**PROBLEM STATEMENT**
Copy the listing below exactly, but skip the pictures.

◇ ◇ ◇ ◇

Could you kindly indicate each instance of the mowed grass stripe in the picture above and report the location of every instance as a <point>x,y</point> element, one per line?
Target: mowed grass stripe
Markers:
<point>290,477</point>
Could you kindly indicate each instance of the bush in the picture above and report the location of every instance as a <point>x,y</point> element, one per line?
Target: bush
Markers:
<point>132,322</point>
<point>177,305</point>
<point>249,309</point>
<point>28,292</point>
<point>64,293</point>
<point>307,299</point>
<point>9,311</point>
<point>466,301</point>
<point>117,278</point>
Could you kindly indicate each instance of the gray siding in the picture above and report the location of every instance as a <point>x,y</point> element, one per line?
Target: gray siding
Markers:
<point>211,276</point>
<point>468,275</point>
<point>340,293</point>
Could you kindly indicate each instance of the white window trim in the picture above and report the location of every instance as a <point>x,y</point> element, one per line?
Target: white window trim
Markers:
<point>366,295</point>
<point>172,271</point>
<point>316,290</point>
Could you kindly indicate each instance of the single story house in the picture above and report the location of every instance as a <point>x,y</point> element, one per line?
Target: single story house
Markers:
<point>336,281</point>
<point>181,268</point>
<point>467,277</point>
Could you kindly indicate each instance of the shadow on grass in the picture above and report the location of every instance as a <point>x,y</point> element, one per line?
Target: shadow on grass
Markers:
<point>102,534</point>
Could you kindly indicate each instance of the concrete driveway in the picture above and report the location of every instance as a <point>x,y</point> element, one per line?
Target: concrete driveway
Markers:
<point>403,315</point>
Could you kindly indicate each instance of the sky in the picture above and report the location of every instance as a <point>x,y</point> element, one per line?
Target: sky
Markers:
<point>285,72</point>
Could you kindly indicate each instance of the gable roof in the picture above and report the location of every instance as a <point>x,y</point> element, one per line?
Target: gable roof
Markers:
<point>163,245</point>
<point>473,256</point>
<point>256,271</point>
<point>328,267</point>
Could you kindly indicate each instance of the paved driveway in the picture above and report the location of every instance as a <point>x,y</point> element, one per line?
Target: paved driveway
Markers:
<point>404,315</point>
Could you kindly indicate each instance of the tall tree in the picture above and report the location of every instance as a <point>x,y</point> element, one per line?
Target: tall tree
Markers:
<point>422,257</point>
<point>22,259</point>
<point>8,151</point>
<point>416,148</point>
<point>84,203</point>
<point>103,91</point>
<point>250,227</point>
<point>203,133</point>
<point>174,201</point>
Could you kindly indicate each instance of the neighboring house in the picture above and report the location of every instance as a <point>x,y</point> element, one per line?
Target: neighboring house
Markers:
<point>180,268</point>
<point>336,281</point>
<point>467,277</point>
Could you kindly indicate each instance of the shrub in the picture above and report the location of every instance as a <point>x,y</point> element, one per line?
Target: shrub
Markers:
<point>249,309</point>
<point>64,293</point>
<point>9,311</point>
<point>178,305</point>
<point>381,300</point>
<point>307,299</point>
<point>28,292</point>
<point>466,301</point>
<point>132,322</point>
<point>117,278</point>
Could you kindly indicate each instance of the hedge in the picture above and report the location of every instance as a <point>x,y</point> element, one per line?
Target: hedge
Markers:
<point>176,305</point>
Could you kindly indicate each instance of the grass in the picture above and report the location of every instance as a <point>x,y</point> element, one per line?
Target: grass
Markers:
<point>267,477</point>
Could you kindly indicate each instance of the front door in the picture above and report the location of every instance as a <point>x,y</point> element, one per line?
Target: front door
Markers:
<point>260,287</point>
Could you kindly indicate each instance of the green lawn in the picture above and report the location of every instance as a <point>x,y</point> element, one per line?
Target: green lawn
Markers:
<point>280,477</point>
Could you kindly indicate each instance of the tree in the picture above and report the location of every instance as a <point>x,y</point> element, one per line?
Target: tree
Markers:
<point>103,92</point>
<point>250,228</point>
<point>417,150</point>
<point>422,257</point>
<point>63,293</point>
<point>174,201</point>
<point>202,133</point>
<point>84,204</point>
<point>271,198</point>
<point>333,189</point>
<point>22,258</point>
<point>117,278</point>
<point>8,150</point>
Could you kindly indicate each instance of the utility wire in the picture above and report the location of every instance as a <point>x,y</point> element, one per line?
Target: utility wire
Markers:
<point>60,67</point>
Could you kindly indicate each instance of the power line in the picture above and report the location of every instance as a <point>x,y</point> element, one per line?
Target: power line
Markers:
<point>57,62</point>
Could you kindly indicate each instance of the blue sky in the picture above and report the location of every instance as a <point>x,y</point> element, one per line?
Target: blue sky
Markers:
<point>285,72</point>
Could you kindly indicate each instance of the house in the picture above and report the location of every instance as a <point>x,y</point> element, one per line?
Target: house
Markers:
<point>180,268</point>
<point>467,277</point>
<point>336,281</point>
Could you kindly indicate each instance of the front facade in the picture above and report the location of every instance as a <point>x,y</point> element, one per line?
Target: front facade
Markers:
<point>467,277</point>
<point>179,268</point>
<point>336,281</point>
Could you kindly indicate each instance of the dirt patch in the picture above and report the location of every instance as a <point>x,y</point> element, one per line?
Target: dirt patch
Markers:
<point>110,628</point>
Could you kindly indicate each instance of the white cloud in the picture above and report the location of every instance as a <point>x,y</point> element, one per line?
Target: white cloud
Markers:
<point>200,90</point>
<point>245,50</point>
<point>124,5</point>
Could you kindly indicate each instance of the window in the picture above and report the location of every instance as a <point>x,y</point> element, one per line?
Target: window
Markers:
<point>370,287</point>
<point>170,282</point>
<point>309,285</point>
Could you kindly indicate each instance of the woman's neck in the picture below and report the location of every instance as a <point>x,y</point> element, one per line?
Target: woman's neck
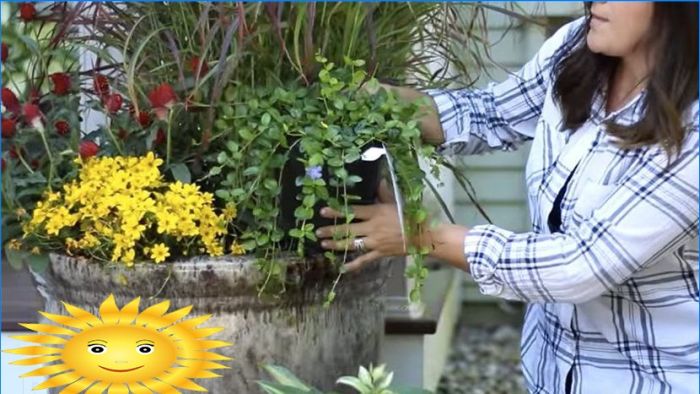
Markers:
<point>628,79</point>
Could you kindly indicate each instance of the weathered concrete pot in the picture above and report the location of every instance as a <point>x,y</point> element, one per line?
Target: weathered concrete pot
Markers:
<point>318,344</point>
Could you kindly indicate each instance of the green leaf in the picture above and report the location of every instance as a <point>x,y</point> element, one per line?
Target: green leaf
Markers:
<point>250,171</point>
<point>16,258</point>
<point>275,388</point>
<point>181,173</point>
<point>285,377</point>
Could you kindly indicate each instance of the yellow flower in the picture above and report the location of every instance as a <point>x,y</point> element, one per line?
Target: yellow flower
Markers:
<point>14,244</point>
<point>230,211</point>
<point>159,252</point>
<point>237,249</point>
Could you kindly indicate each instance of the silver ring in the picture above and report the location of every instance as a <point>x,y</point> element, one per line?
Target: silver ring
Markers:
<point>359,245</point>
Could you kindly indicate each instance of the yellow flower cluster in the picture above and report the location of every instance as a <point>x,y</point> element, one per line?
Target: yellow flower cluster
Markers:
<point>120,208</point>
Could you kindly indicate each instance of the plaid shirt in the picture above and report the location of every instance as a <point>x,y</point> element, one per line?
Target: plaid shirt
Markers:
<point>613,297</point>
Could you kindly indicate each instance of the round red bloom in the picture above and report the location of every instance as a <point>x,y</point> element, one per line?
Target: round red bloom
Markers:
<point>31,112</point>
<point>100,84</point>
<point>27,11</point>
<point>113,102</point>
<point>61,83</point>
<point>14,152</point>
<point>194,65</point>
<point>160,138</point>
<point>144,119</point>
<point>88,149</point>
<point>34,96</point>
<point>10,101</point>
<point>62,127</point>
<point>163,96</point>
<point>8,127</point>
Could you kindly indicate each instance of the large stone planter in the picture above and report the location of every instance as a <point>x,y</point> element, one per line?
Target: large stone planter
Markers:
<point>318,344</point>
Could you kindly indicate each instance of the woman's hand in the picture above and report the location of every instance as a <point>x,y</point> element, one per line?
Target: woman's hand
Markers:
<point>379,230</point>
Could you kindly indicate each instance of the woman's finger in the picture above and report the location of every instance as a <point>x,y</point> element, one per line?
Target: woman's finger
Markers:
<point>363,212</point>
<point>360,262</point>
<point>346,244</point>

◇ ◇ ◇ ◇

**RESULT FOR THIS TASK**
Could you kindly indicate each instance of the mowed grass stripe in the picture above and report the location of every instance as a <point>x,y</point> element, one per line?
Target: mowed grass stripe
Markers:
<point>290,477</point>
Could you kindly indicate each instance of the bush in the picture above and report the location of every instance as a <point>x,y</point> element, one per line?
Target: bush
Markers:
<point>132,322</point>
<point>177,305</point>
<point>249,309</point>
<point>28,292</point>
<point>64,293</point>
<point>307,299</point>
<point>9,311</point>
<point>466,301</point>
<point>117,278</point>
Could you kindly indicate each instance of the gray siding in the picture above and report the location of every instance as a <point>x,y</point> element, one per line?
Target: gray siding
Markers:
<point>211,276</point>
<point>468,275</point>
<point>340,293</point>
Could you kindly indicate each instance of the white window trim in the picture above and report the location of every instance as a <point>x,y</point> element, one per line?
Target: white window trim
Markers:
<point>366,295</point>
<point>172,271</point>
<point>316,290</point>
Could you kindly indicate each instance of the single story house in the picture above and report the location of every instance as a <point>x,y</point> element, one per line?
Target: single story house
Markers:
<point>336,281</point>
<point>181,268</point>
<point>467,277</point>
Could you kindly indicate each instance of the shadow on grass in the picture above and report the location of every instance as a <point>x,y</point> element, one per line?
Target: shadow on grass
Markers:
<point>102,534</point>
Could you kindly indicate each instance of the concrete driveway in the picture above and report the location of every instance as a <point>x,y</point> element, one per line?
Target: concrete driveway
Markers:
<point>403,315</point>
Could you kindly indicate each instance of the sky in the picture above and report the location of every instance as a <point>x,y</point> element, one per line?
Target: sky
Markers:
<point>285,72</point>
Could you kindly indicate each instance of the gable roof in the picture above and report the location of every instance as a <point>x,y</point> element, one per line?
Target: gable roof
Markers:
<point>163,245</point>
<point>473,256</point>
<point>256,271</point>
<point>328,267</point>
Could you kindly indicate each instance of the paved driveway in the picture above and report the location of every instance as a <point>x,y</point> element, one per line?
Target: paved driveway
Markers:
<point>404,315</point>
Could you kindly indicate each instance of the tall tree in the picture above and report the location of every instance as a <point>x,y</point> element, one per line?
Target: tall tree
Markers:
<point>422,257</point>
<point>22,259</point>
<point>8,151</point>
<point>416,148</point>
<point>84,203</point>
<point>103,91</point>
<point>250,227</point>
<point>203,133</point>
<point>174,201</point>
Could you kindly indicate each instance of the neighboring house in the picture above and report the location of every instance as a <point>x,y</point> element, one per line?
Target: neighboring house
Markers:
<point>180,268</point>
<point>336,281</point>
<point>467,277</point>
Could you kindly indicate each instance of the shrub in the picture above and report the location of every instance as a <point>x,y</point> element, one per line?
Target: shrub
Markers:
<point>249,309</point>
<point>64,293</point>
<point>9,311</point>
<point>178,305</point>
<point>381,300</point>
<point>307,299</point>
<point>28,292</point>
<point>466,301</point>
<point>132,322</point>
<point>117,278</point>
Could you kindly indicate each instance of the hedge in the picture above and report the location of every instance as a <point>x,y</point> element, one per line?
Target: hedge
Markers:
<point>176,305</point>
Could you kindly indicate each instance of the grass in the picture above and report the location of every instance as a <point>x,y</point> element, one per line?
Target: grass
Markers:
<point>267,477</point>
Could you kindly indicate each instance of the front door in the picture above and report the location of every instance as a <point>x,y</point> element, one per line?
Target: front door
Markers:
<point>260,287</point>
Could you kindly indicate each instance of the green lawn in the picture above and report the location of every instance as a <point>x,y</point> element, one per line?
Target: green lawn
Markers:
<point>280,477</point>
Could you kindly indicate each instance of the tree in the picture above and report the location of every instance as a <point>x,y</point> element, one per line?
Target: tree
Markers:
<point>103,92</point>
<point>250,228</point>
<point>417,150</point>
<point>422,257</point>
<point>63,293</point>
<point>174,201</point>
<point>202,133</point>
<point>84,204</point>
<point>271,198</point>
<point>333,189</point>
<point>22,258</point>
<point>117,278</point>
<point>8,150</point>
Could you kindly indicate each instance of the utility wire in the picture above and report the location of every instance as a <point>x,y</point> element, one per line?
Target: utility wire
Markers:
<point>60,67</point>
Could you kindly indicate each instance of the power line in the picture above and report the location of every instance as a <point>x,y</point> element, one per line?
Target: power line
Markers:
<point>57,62</point>
Could you kindly indicate each instance of the blue sky in the picture above and report the location of every instance as a <point>x,y</point> element, one per line?
Target: blue sky
Markers:
<point>285,72</point>
Could you kindly indicate each instance of the house in the picture above and report the location of every instance as a <point>x,y</point> element, one per line?
Target: house
Markers:
<point>180,268</point>
<point>467,277</point>
<point>336,281</point>
Could you kindly indicate each instance of the front facade in the picture above and report the location of every instance as a <point>x,y</point> element, one per line?
Target: front facade
Markers:
<point>467,277</point>
<point>179,268</point>
<point>336,281</point>
Could you kindly indicate each instance of the dirt patch in the picture above and report the location of every instance as a <point>x,y</point> element, one per line?
Target: dirt patch
Markers:
<point>110,628</point>
Could you kindly indicate each instance of the white cloud in the picture above and report the location of every instance as a <point>x,y</point> element, one per line?
Target: white cloud
Markers:
<point>200,90</point>
<point>245,50</point>
<point>124,5</point>
Could you kindly indicate each instance of the window in the picture above and report the location of every instance as a <point>x,y</point> element, one per line?
Target: window
Markers:
<point>370,287</point>
<point>170,282</point>
<point>309,285</point>
Could you kindly indicate each instance of the woman's neck in the picture below and report the location of every instance as a <point>x,y</point> element, one per line?
Target: woman's neck
Markers:
<point>628,79</point>
Could you kindly indicate each instance of the weathered concrete pot in the picture above and report the location of every instance as a <point>x,y</point> element, one per line?
Target: weathered concrete pot
Markers:
<point>318,344</point>
Could you kindly indicate each instance of the green leaf in the picture above and report the location of every instance as a <point>x,y</point> element, one per line?
Target: green leaf
Markers:
<point>250,171</point>
<point>16,258</point>
<point>275,388</point>
<point>181,173</point>
<point>285,377</point>
Could you kindly indicate each instance of the yellow flower in the picture above and report the location of every instance as a <point>x,y</point> element, one per line?
Target: yellow flower
Markers:
<point>14,244</point>
<point>230,211</point>
<point>159,252</point>
<point>237,249</point>
Could you kindly indicate each instance of the silver ring in the picture above and report the location of every instance as a <point>x,y</point> element, one per line?
Target: silver ring
Markers:
<point>359,245</point>
Could you kindly indicate each instance of the yellow flower cluster in the picture above and report the location of every instance as a <point>x,y</point> element, one per line?
Target: yellow flower cluster
Markers:
<point>120,208</point>
Could you kindly indicate each instance of the plaid shirt in the picture above and report the location of every instance as a <point>x,y</point> element, one per line?
Target: plaid shirt
Markers:
<point>613,297</point>
Could you kindly indicate each instance of the round red bloom in the picture above and report the location of every instance as a <point>x,y</point> element, one per line?
Target: round red bloom
Markers:
<point>31,112</point>
<point>100,84</point>
<point>27,11</point>
<point>113,102</point>
<point>61,83</point>
<point>14,152</point>
<point>194,65</point>
<point>160,138</point>
<point>144,119</point>
<point>88,149</point>
<point>34,96</point>
<point>10,101</point>
<point>62,127</point>
<point>163,96</point>
<point>8,127</point>
Could you kindly indicate each instance of the large stone planter in the picture above and report the location of every instance as a <point>x,y</point> element, one per line?
Target: large stone planter
Markers:
<point>318,344</point>
Could you kindly indicate each instance of the woman's hand in the picture above and report the location of every instance as a <point>x,y</point> element, one per line?
Target: woman's hand
Markers:
<point>379,230</point>
Could you kindly indicate each instance of the woman's finger in the picture above and report the location of every instance as a <point>x,y</point> element, one per line?
Target: woman's finger
Markers:
<point>363,212</point>
<point>360,262</point>
<point>346,244</point>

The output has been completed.